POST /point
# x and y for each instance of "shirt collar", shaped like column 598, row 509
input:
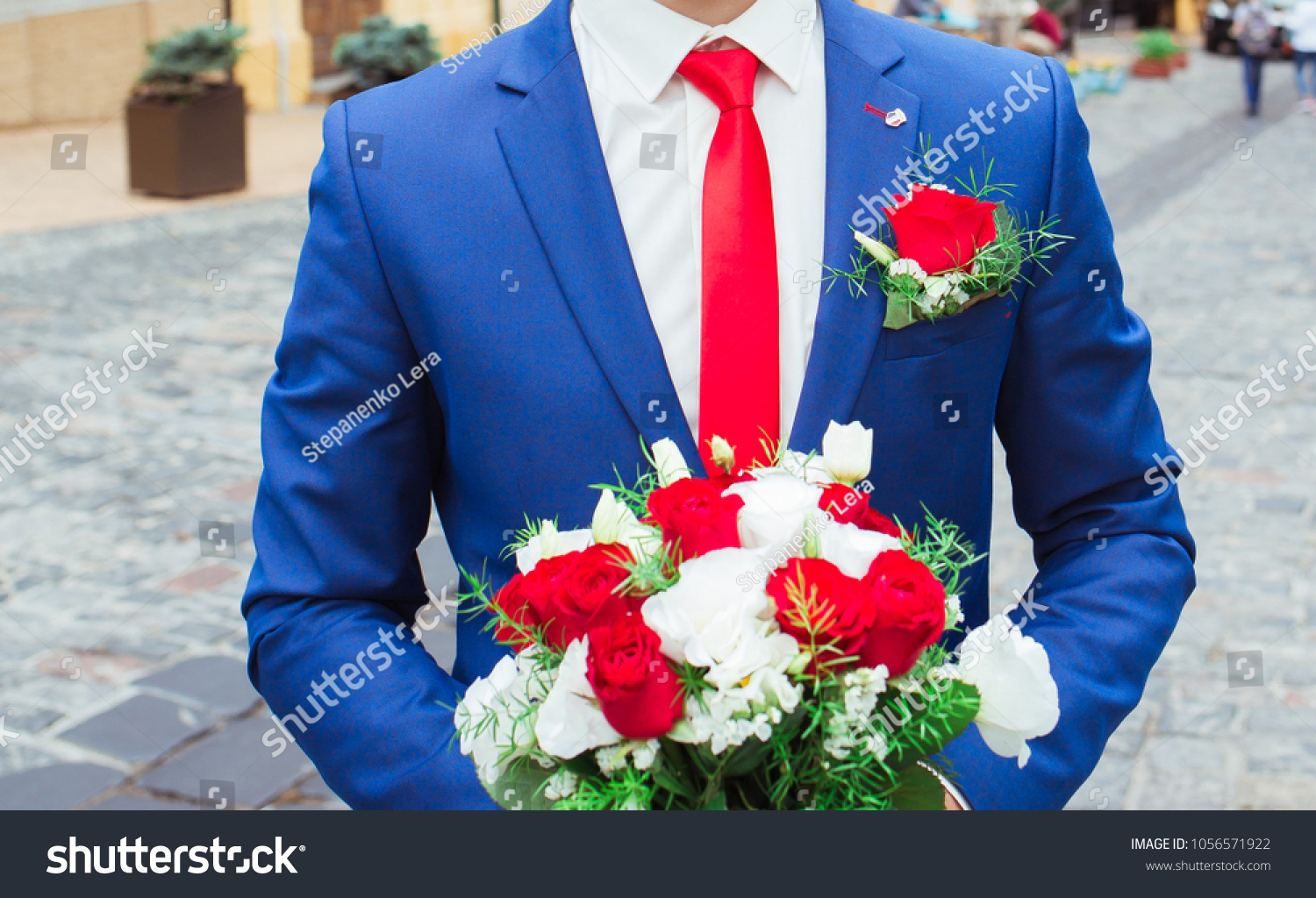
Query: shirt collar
column 647, row 41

Work to be completed. Rewrite every line of the listing above as a Markdown table with the columns "No." and "Line", one row per line. Skip blank lines, and omit the pictures from your answer.

Complete output.
| No. | Line |
|---|---|
| 1 | POST /point |
| 2 | # x and y for each instance of "shirt collar", shaped like column 598, row 509 |
| 3 | input: |
| 4 | Query: shirt collar |
| 5 | column 647, row 41 |